___ Material supplied

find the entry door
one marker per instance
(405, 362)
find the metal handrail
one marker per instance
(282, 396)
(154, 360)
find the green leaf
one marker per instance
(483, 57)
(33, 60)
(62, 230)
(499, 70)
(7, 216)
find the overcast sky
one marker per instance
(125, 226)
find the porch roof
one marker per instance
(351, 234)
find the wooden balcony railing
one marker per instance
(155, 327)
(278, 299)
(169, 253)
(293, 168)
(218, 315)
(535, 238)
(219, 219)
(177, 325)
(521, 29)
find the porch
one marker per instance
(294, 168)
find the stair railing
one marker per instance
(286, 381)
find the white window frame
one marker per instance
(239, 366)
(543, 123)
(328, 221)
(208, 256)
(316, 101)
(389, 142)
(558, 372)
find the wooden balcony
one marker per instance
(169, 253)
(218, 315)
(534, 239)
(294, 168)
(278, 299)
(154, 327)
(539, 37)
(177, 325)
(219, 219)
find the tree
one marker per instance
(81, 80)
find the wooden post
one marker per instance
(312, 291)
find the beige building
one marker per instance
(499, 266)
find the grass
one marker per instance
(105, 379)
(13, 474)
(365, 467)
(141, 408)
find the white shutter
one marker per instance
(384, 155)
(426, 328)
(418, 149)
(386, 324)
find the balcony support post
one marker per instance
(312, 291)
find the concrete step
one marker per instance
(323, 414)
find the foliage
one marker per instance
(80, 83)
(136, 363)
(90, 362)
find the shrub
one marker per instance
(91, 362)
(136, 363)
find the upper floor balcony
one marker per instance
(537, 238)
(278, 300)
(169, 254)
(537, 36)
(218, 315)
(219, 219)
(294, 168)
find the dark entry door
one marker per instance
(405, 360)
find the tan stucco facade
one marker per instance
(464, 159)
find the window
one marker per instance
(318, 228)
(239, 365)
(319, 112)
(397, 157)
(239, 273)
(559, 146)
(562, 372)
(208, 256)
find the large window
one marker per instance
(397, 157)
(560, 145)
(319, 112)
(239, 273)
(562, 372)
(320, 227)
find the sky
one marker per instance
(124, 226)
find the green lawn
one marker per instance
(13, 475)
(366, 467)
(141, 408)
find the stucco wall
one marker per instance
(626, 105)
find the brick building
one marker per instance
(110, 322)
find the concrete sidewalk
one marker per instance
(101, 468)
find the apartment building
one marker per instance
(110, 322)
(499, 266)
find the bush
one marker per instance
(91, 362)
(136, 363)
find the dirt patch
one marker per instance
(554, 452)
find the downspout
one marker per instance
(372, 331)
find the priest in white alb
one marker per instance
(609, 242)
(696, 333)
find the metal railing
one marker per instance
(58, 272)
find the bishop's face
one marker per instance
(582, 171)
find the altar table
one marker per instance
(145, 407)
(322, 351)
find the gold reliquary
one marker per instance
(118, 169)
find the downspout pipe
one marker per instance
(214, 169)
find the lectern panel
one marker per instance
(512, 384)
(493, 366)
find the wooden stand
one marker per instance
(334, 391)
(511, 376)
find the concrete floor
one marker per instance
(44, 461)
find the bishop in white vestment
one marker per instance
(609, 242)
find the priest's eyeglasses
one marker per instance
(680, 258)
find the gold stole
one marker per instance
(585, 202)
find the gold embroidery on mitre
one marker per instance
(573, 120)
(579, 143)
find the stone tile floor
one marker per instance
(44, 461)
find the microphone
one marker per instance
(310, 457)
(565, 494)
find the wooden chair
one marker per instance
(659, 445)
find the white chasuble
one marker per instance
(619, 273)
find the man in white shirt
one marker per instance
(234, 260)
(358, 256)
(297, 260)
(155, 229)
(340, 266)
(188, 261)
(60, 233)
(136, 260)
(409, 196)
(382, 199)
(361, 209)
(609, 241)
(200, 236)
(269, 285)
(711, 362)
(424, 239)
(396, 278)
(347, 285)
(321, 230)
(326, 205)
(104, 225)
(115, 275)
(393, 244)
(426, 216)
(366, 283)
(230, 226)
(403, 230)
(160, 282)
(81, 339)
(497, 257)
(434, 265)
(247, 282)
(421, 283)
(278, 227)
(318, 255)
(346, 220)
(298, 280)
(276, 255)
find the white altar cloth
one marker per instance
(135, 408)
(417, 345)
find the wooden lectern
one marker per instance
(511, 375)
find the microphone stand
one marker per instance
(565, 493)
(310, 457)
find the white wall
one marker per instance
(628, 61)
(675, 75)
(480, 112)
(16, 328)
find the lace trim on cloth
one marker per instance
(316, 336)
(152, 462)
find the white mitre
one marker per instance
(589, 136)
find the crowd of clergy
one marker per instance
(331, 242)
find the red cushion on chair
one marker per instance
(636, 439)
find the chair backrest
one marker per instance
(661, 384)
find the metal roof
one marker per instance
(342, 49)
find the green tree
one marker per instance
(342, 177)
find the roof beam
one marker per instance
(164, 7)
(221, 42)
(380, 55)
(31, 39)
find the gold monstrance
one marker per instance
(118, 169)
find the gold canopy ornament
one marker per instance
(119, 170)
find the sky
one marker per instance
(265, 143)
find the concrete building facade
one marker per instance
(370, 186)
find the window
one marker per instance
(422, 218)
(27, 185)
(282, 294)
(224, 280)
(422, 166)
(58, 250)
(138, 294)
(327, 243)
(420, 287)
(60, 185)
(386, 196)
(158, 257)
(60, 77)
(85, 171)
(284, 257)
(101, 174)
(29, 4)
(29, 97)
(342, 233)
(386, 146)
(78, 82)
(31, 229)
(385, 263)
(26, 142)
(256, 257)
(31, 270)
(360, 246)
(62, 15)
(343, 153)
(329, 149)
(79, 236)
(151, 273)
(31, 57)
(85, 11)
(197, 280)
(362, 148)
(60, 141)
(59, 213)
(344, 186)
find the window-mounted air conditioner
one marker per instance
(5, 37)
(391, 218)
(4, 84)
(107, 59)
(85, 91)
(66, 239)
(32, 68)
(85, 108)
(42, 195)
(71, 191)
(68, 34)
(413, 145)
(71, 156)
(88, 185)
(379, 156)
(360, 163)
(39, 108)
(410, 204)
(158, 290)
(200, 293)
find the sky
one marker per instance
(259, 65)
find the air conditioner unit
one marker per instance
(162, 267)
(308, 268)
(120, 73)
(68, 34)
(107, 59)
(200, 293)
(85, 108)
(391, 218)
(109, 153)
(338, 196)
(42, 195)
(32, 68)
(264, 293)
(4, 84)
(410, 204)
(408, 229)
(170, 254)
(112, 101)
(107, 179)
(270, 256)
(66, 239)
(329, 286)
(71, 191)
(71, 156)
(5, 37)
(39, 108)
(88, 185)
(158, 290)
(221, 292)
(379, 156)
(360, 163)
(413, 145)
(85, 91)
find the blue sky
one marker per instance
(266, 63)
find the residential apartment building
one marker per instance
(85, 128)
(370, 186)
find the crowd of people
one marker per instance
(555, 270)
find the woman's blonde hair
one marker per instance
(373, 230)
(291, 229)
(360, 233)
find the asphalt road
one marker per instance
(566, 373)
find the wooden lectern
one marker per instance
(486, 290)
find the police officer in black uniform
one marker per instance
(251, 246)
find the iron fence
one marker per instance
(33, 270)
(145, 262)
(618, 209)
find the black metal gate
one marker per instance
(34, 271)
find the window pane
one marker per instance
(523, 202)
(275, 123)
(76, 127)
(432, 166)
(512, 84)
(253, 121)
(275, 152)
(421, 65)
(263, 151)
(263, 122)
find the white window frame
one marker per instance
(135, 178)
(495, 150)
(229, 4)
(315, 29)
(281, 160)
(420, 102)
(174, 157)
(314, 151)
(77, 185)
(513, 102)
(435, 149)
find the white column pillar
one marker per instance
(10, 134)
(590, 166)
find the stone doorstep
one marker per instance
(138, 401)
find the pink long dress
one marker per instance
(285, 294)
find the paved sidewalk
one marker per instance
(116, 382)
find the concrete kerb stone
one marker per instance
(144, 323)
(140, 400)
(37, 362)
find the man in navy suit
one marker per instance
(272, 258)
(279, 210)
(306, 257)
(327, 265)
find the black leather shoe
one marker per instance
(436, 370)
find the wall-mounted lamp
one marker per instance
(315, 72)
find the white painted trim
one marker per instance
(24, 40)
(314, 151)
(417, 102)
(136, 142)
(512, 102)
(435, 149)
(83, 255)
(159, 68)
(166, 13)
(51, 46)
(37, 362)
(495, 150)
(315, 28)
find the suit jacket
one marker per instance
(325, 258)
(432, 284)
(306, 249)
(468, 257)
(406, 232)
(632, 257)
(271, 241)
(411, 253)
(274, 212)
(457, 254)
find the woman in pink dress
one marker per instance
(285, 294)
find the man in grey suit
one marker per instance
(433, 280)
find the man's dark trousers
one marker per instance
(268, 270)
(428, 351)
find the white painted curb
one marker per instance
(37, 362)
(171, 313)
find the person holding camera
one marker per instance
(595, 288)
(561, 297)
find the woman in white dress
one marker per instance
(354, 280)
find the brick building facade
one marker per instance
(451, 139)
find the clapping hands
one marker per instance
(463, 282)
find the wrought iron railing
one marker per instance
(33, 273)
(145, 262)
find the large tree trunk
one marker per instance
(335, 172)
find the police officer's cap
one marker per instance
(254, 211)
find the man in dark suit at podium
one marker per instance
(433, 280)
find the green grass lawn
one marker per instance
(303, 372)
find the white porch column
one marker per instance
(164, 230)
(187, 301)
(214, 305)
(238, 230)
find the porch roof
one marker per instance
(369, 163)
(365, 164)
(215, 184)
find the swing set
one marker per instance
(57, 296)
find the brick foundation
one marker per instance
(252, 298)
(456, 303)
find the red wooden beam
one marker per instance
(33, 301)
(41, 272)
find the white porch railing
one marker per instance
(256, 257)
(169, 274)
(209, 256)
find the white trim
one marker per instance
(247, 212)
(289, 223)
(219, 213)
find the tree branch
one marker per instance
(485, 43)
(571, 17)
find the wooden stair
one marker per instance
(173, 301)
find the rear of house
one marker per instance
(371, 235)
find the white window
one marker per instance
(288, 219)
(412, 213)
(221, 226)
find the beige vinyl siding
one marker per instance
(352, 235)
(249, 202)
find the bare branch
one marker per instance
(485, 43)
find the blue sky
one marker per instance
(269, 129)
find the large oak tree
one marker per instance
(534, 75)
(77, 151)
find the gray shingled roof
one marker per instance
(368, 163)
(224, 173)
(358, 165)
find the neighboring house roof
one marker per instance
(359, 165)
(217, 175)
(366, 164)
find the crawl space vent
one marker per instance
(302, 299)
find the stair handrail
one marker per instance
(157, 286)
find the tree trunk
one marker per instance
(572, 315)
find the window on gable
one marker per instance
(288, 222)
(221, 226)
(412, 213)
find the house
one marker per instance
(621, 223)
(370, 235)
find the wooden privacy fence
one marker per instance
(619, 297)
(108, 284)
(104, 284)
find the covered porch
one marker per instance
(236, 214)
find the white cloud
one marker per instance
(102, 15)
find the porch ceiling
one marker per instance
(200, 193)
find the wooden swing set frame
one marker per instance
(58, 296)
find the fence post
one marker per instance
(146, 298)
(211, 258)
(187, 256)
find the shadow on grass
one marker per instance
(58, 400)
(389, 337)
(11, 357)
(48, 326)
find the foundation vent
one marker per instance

______

**What you need to do:** Copy the lines above exactly. Start with the line containing "find the pink long dress", end with the line containing "find the person holding camera", and include both.

**Output of the exercise:**
find the pink long dress
one marker per instance
(285, 294)
find the paved sidewalk
one marker per instance
(116, 382)
find the concrete kerb stone
one marker per instance
(144, 323)
(140, 400)
(37, 362)
find the man in navy suit
one marker per instance
(272, 258)
(279, 210)
(306, 257)
(327, 265)
find the black leather shoe
one marker per instance
(436, 370)
find the wall-mounted lamp
one marker per instance
(315, 72)
find the white painted trim
one marker per instance
(24, 40)
(314, 151)
(417, 102)
(136, 142)
(512, 102)
(435, 149)
(83, 255)
(159, 68)
(166, 13)
(51, 46)
(37, 362)
(495, 150)
(315, 28)
find the suit jacket
one marker per instance
(325, 258)
(432, 284)
(306, 249)
(468, 257)
(406, 232)
(632, 257)
(271, 241)
(411, 253)
(274, 212)
(457, 254)
find the woman in pink dress
one marker per instance
(285, 294)
find the man in grey suit
one marker per instance
(433, 280)
find the man's dark trousers
one marker per instance
(268, 270)
(428, 351)
find the white painted curb
one marker per instance
(37, 362)
(171, 313)
find the person holding camera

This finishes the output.